• _PROMPT_
Reproduce the data below, substituting "list the coordinates" for each occurrence of "give the coordinates" and leaving everything else unchanged.

• _Raw records_
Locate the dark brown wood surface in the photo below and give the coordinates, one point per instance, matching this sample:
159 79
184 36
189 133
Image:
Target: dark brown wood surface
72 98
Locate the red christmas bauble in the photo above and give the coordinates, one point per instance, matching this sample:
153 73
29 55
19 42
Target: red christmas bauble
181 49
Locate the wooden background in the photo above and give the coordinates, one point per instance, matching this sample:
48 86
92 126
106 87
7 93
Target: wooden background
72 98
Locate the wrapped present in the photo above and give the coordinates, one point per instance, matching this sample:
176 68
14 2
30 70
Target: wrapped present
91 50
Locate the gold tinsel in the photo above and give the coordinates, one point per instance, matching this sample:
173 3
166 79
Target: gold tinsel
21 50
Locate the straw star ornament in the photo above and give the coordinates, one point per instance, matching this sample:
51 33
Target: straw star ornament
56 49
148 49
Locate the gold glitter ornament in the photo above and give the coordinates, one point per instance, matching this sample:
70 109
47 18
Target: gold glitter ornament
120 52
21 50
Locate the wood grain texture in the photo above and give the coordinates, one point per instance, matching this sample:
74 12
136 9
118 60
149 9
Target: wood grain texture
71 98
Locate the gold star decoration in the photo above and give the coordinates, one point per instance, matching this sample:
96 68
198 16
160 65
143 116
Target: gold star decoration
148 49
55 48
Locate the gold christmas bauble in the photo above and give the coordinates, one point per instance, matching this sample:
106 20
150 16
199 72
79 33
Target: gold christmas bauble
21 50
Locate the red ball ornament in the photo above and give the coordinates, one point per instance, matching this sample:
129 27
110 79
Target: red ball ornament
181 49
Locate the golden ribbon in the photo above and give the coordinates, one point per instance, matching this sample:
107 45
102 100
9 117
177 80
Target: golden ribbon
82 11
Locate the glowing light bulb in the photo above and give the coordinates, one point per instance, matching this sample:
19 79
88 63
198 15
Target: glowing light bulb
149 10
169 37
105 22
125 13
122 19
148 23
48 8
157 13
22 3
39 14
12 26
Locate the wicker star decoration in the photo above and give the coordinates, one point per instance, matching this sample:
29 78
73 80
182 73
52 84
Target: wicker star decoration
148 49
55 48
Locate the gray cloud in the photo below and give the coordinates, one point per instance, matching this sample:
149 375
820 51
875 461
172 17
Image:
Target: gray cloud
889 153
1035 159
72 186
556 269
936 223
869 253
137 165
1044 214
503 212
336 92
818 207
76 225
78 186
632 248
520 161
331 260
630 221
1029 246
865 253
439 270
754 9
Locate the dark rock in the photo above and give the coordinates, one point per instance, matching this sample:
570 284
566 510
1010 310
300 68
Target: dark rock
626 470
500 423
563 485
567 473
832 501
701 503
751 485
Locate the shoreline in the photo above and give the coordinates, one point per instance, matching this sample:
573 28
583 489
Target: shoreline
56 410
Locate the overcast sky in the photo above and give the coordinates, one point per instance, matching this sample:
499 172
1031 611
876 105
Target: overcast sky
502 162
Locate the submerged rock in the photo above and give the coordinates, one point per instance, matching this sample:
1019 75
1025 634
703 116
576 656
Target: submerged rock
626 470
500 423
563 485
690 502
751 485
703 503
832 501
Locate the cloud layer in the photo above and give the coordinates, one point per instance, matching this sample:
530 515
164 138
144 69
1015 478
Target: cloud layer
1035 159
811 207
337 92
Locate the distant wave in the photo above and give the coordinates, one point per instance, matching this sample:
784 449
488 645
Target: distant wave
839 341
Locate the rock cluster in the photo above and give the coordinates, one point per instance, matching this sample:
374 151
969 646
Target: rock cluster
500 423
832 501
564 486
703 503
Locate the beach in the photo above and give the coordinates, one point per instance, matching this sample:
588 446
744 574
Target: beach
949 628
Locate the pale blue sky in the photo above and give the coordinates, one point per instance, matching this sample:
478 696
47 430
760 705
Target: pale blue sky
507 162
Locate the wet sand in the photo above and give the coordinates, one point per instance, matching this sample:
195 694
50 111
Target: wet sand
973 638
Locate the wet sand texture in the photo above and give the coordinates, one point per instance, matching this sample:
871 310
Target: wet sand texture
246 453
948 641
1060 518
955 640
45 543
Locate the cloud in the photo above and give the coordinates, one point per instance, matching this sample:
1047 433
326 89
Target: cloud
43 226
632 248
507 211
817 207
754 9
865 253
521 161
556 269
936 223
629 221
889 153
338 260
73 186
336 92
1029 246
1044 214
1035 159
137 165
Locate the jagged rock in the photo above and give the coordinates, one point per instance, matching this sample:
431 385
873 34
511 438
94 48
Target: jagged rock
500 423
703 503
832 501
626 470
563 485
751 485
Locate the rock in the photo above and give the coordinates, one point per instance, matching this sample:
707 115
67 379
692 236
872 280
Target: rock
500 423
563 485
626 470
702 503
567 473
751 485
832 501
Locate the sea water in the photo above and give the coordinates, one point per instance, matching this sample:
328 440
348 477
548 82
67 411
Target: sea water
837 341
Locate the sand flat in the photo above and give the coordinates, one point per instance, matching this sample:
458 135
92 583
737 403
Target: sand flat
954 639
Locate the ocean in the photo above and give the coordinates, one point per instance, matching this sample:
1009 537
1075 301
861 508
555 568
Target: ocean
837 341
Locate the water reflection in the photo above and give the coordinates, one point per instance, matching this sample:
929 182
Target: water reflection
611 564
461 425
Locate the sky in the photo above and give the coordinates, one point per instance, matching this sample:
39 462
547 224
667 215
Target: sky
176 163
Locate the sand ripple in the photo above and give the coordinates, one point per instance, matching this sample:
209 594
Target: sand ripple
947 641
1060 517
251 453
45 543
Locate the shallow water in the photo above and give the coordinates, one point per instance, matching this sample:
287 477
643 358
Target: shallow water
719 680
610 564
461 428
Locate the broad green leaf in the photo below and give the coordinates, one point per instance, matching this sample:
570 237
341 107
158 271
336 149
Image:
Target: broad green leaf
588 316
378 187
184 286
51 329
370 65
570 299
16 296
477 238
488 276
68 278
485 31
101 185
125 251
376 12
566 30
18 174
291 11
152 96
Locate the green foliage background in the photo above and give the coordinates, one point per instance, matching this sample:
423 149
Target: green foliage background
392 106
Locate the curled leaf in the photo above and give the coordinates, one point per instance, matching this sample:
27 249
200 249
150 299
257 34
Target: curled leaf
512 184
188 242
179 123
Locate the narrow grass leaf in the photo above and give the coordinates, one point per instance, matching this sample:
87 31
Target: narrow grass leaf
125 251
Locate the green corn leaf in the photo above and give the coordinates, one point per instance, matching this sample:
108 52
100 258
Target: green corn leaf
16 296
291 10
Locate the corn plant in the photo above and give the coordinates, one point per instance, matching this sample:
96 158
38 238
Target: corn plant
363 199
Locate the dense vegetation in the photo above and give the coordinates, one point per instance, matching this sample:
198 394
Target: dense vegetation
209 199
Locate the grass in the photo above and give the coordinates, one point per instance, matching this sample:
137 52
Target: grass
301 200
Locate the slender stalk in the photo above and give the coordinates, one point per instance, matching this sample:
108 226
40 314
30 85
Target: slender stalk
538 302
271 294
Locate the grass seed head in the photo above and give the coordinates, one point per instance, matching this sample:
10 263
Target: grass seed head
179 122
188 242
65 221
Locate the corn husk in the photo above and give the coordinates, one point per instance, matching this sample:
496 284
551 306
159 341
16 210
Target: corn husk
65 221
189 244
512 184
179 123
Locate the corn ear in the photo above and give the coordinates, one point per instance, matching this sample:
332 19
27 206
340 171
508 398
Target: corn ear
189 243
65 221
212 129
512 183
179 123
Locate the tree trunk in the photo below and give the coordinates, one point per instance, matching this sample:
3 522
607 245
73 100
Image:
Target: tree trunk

• _RESULT_
Locate the dark brown wood surface in the photo below and list the coordinates, one point per instance, matching this sample:
159 79
184 36
189 133
Image:
Target: dark brown wood surface
72 98
Locate the red christmas bauble in the photo above and list the coordinates, one point per instance, matching this sample:
153 73
29 55
19 42
Target: red christmas bauble
181 49
Locate the wooden background in the photo above and list the coordinates, one point per instance, matching this sample:
48 86
92 126
106 87
7 93
Target: wooden background
72 98
Locate the wrapped present in the photo above and list the coordinates, one point per instance, matching this sample:
176 68
14 2
30 70
Target: wrapped present
91 50
Locate the gold tinsel in the photo above and list the coordinates, one point per instance, matching this sample:
173 3
166 79
Target: gold tinsel
21 50
Locate the straw star ornament in the photo above and list the coordinates, one point per instance, matching this sample:
51 33
Target: straw star ornament
56 49
148 49
Locate the gold glitter ornament in the photo above and list the coordinates, one point per instance, matching this sample:
70 109
47 18
Target: gold glitter ornament
120 52
21 50
Locate the wood grain texture in the photo above and list the coordinates, one point per instance, matching this sample:
74 12
136 9
118 60
149 9
Target: wood grain texture
71 98
Locate the gold star decoration in the photo above and list the coordinates, one point per instance, matching this sample:
96 68
198 16
160 65
143 116
Target: gold star decoration
148 49
55 48
Locate the gold christmas bauble in the photo above and list the coordinates, one point per instance, matching this sample:
106 20
150 16
199 72
79 33
Target: gold christmas bauble
21 50
Locate the red ball ornament in the photo above and list the coordinates, one point per instance, matching this sample:
129 27
110 79
Target: red ball ornament
181 49
Locate the golden ribbon in the photo above and list the coordinates, one point per instance, matching this sample:
107 45
102 100
9 117
177 80
Target: golden ribbon
82 11
Locate the glowing light bulb in the photo above and list the coordinates, one point per instance, matching this sample:
19 79
88 63
198 15
Target: glowing light bulb
149 10
169 37
105 22
125 13
122 19
148 23
48 8
157 13
22 3
39 14
12 26
Locate the wicker star decoration in the photo above and list the coordinates, one point per instance, matching this sample:
29 78
73 80
182 73
52 84
Target: wicker star decoration
148 49
55 48
Locate the gray cloud in the photo below and list the coordinates, one point per instance, matching this sample:
149 375
820 51
875 461
172 17
Image:
Target: gray cloud
889 153
1035 159
72 186
556 269
936 223
869 253
137 165
1044 214
503 212
336 92
818 207
76 225
78 186
632 248
520 161
331 260
630 221
1029 246
865 253
439 270
754 9
Locate the dark rock in the photo above and list the coordinates, one point per instance, matching this sample:
570 284
566 510
1010 310
300 68
Target: dark rock
626 470
500 423
563 485
567 473
832 501
701 503
751 485
Locate the shoreline in the photo above and list the coordinates, one point per instance, matching this sample:
573 28
583 489
Target: shoreline
56 410
Locate the overcast sky in the photo above and list the coordinates, one point per instance, matching this sample:
499 172
1031 611
876 105
Target: overcast sky
502 162
Locate the submerged rock in the photo above and list the coordinates, one point per instance, matching this sample:
1019 75
1025 634
703 116
576 656
Target: submerged rock
626 470
500 423
563 485
690 502
751 485
703 503
832 501
Locate the cloud layer in the photo above and list the coordinates, one point per instance, matching this sample:
530 515
164 138
144 69
1015 478
Target: cloud layer
1035 159
811 207
337 92
Locate the distant wave in the photo above and list the coordinates, one point per instance, matching this sample:
784 449
488 645
Target: distant wave
839 341
Locate the rock cluster in the photo above and list the coordinates, one point per instance, matching this sample:
374 151
969 646
Target: rock cluster
500 423
832 501
564 486
703 503
Locate the beach in the photo above and list the coordinates, one point per instance, matching this sample:
588 446
744 574
Target: beach
949 628
Locate the pale blue sky in the photo above and list the coordinates, one point per instance, matching this sample:
478 696
47 430
760 705
Target: pale blue sky
507 162
Locate the wet sand in the photo above and list the coordinates, one point per instance, matching this sample:
195 694
50 111
Target: wet sand
973 638
Locate the wet sand texture in the photo above and list the coordinates, one point per instance, matching this sample:
871 310
Target: wet sand texture
246 453
948 641
1060 518
955 640
45 543
Locate the cloud in the photo above and list the coordinates, one point per instance, matching this sample:
1047 433
326 89
Target: cloud
43 226
632 248
507 211
817 207
754 9
865 253
521 161
556 269
936 223
629 221
889 153
338 260
73 186
336 92
1029 246
1044 214
1035 159
137 165
Locate the jagged rock in the photo above and list the coordinates, one point per instance, matching this sample:
431 385
873 34
511 438
94 48
Target: jagged rock
500 423
703 503
832 501
626 470
563 485
751 485
Locate the rock in the photo above and list the coordinates, one point per instance, matching this sample:
707 115
67 379
692 236
872 280
Target: rock
500 423
563 485
626 470
702 503
567 473
751 485
832 501
Locate the sea water in the photo above and list the coordinates, one point per instance, matching this sample:
328 440
348 477
548 82
67 411
Target: sea water
837 341
Locate the sand flat in the photo above and list the coordinates, one point per instance, matching this sample:
458 135
92 583
737 403
Target: sand flat
954 639
Locate the ocean in the photo above and list the coordinates, one point per instance, matching this sample:
1009 537
1075 301
861 508
555 568
Target: ocean
837 341
Locate the water reflection in the photo above and list the coordinates, one point per instance, matching this sample:
929 182
Target: water reflection
611 564
461 425
Locate the sky in the photo above and list the coordinates, one point per instance, matching this sample:
39 462
547 224
667 215
Target: sky
176 163
Locate the sand ripple in the photo above and list the coordinates, one point per instance, matching this sample:
209 594
Target: sand ripple
947 641
1060 517
251 453
45 543
Locate the shallow water in the photo above and list the coordinates, one point per instance, matching this sample:
287 477
643 358
Target: shallow water
719 680
610 564
461 428
Locate the broad green leaf in the photo below and list the coordinates, one point per instance, matching this sample:
570 237
341 107
158 271
336 149
Image:
Target: broad green leaf
588 316
378 187
184 286
51 329
370 65
570 299
16 296
477 238
488 276
68 278
485 31
101 185
125 251
376 12
566 30
18 174
291 11
152 96
Locate the green foliage background in the photo above and list the coordinates, one point per instance, matching this sample:
423 149
Target: green foliage background
392 106
Locate the curled leaf in the photo above and list the coordinates, one point per instance, matching this sample:
27 249
200 249
150 299
257 34
Target: curled leaf
512 184
188 242
179 123
Locate the narrow grass leaf in the photo above and list the coordinates, one point per instance, matching this sample:
87 31
Target: narrow grass leaf
125 251
Locate the green corn leaf in the photo above and list the coordinates, one point per instance, matching this sample:
108 52
100 258
Target: green corn leaf
16 296
291 10
Locate the corn plant in the photo above and list the coordinates, one point per instance, matching this sample:
96 158
38 238
Target: corn plant
363 199
Locate the dense vegetation in the photo above and list the coordinates, one point per instance, matching this sample:
198 394
Target: dense vegetation
209 199
Locate the grass in the photo above and list the coordinates, one point per instance, matching this sample:
137 52
Target: grass
301 200
Locate the slender stalk in the photo above and list the coordinates, one point per instance, matching this sample:
108 226
40 314
30 85
Target: slender stalk
538 302
271 294
Locate the grass seed head in the photo above and list the coordinates, one point per instance, matching this sample:
10 263
Target: grass seed head
179 122
188 242
65 221
Locate the corn husk in the photo above and list the coordinates, one point per instance, matching this sample:
496 284
551 306
159 341
16 210
Target: corn husk
65 221
189 244
512 184
179 123
Locate the corn ear in the photo above and list the coordinates, one point per instance, matching this sample:
332 19
27 206
340 171
508 398
Target: corn ear
189 243
65 221
212 129
512 183
179 123
Locate the tree trunk in the photo below and list the coordinates, one point per instance, matching this sample:
3 522
607 245
73 100
Image:
Target: tree trunk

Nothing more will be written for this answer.